THE PROBLEM
Copy out the items below word for word, everything from the line containing "Would you be able to point to the military" down to the line containing "Would you be able to point to the overcast", both of those lines included.

Dataset rows:
◆ ◆ ◆ ◆ ◆

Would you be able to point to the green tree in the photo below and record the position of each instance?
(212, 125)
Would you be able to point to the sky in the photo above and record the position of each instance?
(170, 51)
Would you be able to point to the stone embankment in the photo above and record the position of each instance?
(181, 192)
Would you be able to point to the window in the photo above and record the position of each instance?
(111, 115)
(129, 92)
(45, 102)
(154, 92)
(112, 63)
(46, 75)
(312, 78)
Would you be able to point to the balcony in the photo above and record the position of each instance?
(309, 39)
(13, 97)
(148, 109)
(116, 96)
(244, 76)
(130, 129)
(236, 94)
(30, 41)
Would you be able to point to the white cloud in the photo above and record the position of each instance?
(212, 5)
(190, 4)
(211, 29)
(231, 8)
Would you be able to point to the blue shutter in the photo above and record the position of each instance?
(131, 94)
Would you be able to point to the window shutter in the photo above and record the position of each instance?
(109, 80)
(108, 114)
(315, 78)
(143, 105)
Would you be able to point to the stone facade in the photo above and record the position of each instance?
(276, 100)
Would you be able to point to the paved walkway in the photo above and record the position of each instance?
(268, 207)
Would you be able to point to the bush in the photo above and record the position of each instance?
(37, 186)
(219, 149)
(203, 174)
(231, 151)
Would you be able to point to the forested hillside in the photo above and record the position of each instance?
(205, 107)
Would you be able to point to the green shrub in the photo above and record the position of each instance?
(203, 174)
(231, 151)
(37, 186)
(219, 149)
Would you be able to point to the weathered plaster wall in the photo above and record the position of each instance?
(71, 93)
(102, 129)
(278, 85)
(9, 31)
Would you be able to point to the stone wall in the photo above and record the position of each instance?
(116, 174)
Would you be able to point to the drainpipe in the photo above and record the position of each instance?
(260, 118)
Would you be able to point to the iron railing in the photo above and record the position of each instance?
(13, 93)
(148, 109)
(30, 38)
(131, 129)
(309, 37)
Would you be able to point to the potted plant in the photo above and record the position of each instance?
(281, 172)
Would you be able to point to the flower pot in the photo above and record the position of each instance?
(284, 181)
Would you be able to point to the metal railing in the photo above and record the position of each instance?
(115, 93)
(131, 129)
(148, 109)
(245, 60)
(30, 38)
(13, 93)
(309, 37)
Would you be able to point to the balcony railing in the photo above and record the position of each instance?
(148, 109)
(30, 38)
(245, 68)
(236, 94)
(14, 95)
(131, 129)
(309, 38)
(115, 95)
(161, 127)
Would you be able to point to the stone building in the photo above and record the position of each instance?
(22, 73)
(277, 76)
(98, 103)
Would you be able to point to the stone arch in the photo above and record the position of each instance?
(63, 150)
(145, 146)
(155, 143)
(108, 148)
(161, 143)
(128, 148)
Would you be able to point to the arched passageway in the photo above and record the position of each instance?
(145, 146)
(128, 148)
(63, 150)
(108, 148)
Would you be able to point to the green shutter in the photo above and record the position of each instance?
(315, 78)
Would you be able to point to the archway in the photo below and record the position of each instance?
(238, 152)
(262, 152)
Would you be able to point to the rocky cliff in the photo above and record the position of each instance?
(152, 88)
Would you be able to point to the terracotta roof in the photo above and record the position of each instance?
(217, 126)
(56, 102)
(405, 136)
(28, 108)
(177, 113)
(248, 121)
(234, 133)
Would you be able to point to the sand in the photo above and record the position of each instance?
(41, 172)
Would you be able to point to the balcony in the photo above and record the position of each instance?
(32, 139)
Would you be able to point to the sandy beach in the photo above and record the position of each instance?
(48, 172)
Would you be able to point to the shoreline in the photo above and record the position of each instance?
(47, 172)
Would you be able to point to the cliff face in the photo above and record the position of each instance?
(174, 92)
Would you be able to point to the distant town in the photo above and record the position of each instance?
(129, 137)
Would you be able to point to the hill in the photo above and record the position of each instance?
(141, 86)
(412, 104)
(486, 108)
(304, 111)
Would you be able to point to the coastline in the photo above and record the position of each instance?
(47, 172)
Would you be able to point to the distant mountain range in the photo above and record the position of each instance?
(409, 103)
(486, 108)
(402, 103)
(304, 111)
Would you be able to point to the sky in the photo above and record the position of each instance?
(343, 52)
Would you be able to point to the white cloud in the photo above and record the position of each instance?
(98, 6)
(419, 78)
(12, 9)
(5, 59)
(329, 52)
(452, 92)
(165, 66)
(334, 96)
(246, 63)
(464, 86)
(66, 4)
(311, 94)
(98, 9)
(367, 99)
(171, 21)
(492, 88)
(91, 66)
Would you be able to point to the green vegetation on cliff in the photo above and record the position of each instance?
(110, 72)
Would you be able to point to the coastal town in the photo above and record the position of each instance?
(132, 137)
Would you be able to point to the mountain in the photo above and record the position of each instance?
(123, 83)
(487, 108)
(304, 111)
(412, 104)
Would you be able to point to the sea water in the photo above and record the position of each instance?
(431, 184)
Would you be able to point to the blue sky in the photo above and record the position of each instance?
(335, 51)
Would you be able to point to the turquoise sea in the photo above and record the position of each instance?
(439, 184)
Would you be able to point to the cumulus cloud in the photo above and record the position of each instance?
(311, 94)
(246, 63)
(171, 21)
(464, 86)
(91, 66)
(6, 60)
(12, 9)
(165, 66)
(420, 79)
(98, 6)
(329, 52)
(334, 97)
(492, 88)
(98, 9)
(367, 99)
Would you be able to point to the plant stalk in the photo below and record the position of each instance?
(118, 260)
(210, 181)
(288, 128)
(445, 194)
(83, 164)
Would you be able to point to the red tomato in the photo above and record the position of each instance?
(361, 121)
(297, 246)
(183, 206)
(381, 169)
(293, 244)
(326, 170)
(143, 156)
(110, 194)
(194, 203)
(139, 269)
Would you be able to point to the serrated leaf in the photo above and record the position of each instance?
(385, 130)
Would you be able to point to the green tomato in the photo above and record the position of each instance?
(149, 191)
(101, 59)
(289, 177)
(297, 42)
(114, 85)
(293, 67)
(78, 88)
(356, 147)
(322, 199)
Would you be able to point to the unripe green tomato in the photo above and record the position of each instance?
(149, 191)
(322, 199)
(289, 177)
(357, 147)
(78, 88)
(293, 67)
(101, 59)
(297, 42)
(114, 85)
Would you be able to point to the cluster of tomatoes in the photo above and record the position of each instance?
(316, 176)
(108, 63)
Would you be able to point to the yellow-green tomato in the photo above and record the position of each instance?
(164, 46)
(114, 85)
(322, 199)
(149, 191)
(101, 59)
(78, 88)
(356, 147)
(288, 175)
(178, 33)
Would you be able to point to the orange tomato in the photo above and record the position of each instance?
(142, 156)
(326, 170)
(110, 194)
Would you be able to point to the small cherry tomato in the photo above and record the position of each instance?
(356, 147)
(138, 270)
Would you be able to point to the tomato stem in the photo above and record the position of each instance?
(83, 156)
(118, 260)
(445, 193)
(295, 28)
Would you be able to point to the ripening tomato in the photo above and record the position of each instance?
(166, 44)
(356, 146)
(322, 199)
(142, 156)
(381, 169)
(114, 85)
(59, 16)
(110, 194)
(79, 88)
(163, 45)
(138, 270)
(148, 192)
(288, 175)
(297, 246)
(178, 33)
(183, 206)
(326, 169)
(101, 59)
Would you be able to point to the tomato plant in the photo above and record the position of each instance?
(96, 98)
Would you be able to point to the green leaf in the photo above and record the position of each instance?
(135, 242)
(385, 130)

◆ ◆ ◆ ◆ ◆

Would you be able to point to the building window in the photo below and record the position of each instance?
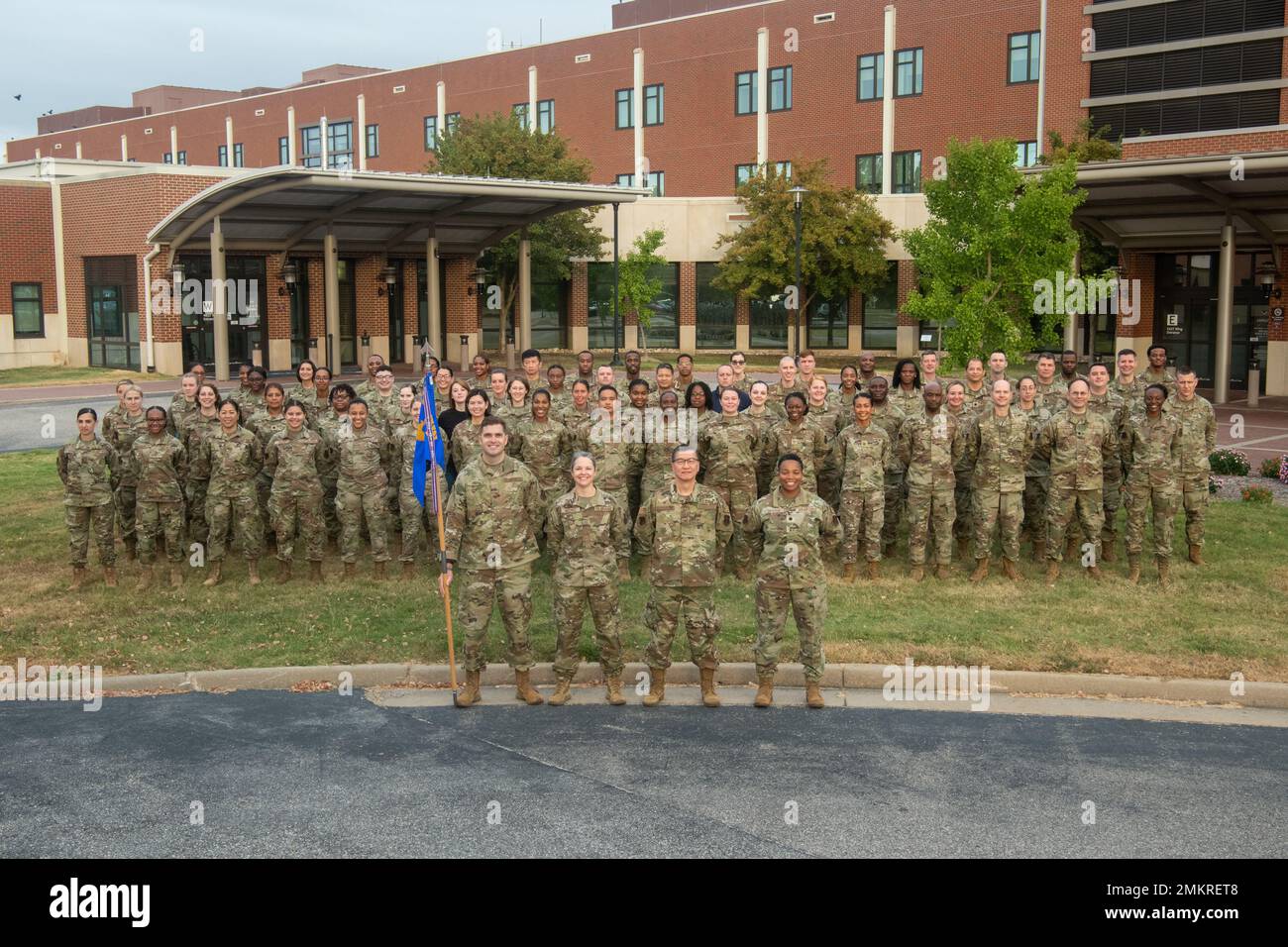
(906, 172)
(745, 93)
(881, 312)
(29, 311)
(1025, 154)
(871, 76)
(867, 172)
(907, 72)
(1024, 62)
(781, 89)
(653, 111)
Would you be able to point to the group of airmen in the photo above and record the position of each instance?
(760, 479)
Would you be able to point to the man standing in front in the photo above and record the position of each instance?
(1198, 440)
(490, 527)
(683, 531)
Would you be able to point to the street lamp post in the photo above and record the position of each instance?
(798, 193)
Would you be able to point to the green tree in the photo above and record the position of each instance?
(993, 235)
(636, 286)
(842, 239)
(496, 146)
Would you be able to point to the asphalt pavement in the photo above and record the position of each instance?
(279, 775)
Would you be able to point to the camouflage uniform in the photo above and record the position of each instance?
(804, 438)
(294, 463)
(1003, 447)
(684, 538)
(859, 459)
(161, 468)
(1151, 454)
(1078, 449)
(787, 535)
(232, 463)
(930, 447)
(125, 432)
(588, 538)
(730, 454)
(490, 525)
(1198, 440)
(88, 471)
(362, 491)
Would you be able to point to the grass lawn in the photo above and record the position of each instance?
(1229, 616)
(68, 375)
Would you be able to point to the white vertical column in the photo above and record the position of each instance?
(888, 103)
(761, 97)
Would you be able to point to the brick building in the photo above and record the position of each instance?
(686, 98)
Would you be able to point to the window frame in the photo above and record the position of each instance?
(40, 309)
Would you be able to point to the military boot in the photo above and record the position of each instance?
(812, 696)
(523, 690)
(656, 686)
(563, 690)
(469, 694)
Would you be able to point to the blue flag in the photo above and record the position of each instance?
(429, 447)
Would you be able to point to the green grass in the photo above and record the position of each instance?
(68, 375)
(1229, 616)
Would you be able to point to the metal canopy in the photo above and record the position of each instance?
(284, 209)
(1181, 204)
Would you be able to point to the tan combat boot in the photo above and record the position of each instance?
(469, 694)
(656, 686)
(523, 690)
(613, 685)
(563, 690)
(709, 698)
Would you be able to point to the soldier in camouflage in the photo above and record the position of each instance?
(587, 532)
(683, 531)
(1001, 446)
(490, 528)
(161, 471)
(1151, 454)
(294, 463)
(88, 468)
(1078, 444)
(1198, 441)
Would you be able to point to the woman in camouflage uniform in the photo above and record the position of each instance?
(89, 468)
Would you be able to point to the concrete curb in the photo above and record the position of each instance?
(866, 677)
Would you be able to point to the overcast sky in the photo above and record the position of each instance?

◆ ◆ ◆ ◆ ◆

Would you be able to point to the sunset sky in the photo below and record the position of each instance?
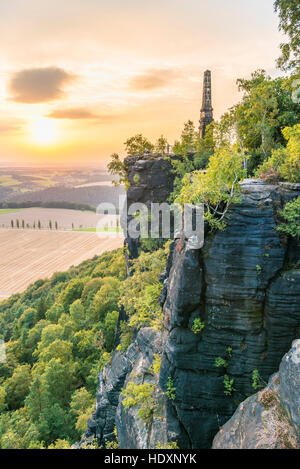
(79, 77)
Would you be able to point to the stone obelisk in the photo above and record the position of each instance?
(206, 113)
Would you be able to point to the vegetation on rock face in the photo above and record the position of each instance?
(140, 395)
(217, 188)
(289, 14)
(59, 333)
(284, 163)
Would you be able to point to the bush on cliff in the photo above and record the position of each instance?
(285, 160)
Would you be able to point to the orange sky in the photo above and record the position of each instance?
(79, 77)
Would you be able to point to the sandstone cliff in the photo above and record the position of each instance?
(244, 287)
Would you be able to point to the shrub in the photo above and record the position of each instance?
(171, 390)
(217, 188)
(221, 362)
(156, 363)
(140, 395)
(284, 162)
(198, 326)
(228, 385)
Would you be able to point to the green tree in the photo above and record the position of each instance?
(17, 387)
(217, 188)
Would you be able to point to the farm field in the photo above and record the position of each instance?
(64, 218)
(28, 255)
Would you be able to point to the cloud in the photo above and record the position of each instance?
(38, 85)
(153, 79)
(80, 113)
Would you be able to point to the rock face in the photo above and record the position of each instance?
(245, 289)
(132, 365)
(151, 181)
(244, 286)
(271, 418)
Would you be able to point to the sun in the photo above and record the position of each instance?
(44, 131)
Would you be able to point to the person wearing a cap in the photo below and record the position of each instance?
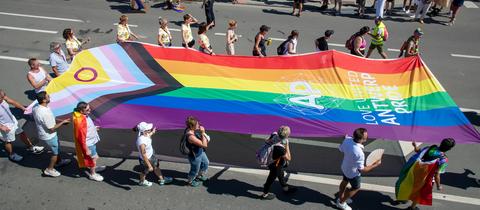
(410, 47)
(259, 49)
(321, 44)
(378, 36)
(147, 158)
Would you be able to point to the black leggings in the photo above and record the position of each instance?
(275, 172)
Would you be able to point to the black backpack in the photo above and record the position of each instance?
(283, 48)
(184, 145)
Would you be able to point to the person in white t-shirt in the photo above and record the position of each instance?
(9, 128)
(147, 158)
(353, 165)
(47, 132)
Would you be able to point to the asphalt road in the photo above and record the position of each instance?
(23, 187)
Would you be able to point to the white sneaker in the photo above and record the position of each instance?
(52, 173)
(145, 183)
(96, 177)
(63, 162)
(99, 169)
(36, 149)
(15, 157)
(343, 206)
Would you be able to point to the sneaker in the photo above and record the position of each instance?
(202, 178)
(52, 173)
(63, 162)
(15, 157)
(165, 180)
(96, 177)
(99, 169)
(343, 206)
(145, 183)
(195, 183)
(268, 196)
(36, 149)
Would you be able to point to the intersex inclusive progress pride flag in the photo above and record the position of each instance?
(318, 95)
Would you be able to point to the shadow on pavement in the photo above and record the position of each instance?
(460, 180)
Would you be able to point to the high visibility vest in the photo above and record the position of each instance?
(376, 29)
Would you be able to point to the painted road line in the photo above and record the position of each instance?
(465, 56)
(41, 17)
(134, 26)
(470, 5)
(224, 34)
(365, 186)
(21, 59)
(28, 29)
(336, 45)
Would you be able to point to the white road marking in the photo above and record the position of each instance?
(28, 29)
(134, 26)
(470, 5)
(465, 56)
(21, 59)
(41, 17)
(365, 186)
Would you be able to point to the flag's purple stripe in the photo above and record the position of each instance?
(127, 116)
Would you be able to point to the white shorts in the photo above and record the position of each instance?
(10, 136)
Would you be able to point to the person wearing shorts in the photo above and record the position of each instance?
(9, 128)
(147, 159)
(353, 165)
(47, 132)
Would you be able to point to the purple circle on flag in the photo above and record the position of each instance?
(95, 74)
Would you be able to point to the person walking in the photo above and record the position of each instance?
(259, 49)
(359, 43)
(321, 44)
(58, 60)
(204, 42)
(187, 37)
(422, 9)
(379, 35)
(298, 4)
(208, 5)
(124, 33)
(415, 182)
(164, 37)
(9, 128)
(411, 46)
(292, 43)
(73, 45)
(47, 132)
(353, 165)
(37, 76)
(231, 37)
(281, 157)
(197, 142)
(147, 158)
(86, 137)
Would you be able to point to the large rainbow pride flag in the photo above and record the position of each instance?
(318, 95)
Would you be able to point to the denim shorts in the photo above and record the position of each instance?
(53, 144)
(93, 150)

◆ ◆ ◆ ◆ ◆

COMPLETE OUTPUT
Would you be able to point to the military boot in the photo above and record the position of each instance?
(812, 696)
(523, 690)
(656, 686)
(563, 690)
(469, 694)
Would you be able to point to the blue flag in the photo above and record the position of each instance?
(429, 447)
Would you be able to point to the green grass in the photo above and record the position of each instance?
(68, 375)
(1229, 616)
Would you be able to point to the metal canopy in the photo above and record the position of each instance?
(284, 209)
(1181, 204)
Would you be able to point to the tan combat boot in the photo above and record the position of each instance?
(469, 694)
(656, 686)
(523, 690)
(613, 685)
(563, 690)
(709, 698)
Would you be able to point to the soldier in camouflage in the photo above and record the position of each instance?
(587, 532)
(683, 531)
(1001, 446)
(490, 528)
(161, 471)
(1151, 454)
(294, 463)
(88, 468)
(1078, 444)
(1198, 441)
Would you be able to point to the woman in camouflage uniform in the photo above and record the position of each instance?
(89, 468)
Would you be able to point to the concrete curb in the photo above and record the position of each instance?
(866, 677)
Would you be able to point to the overcast sky in the photo above and record the position of each instance?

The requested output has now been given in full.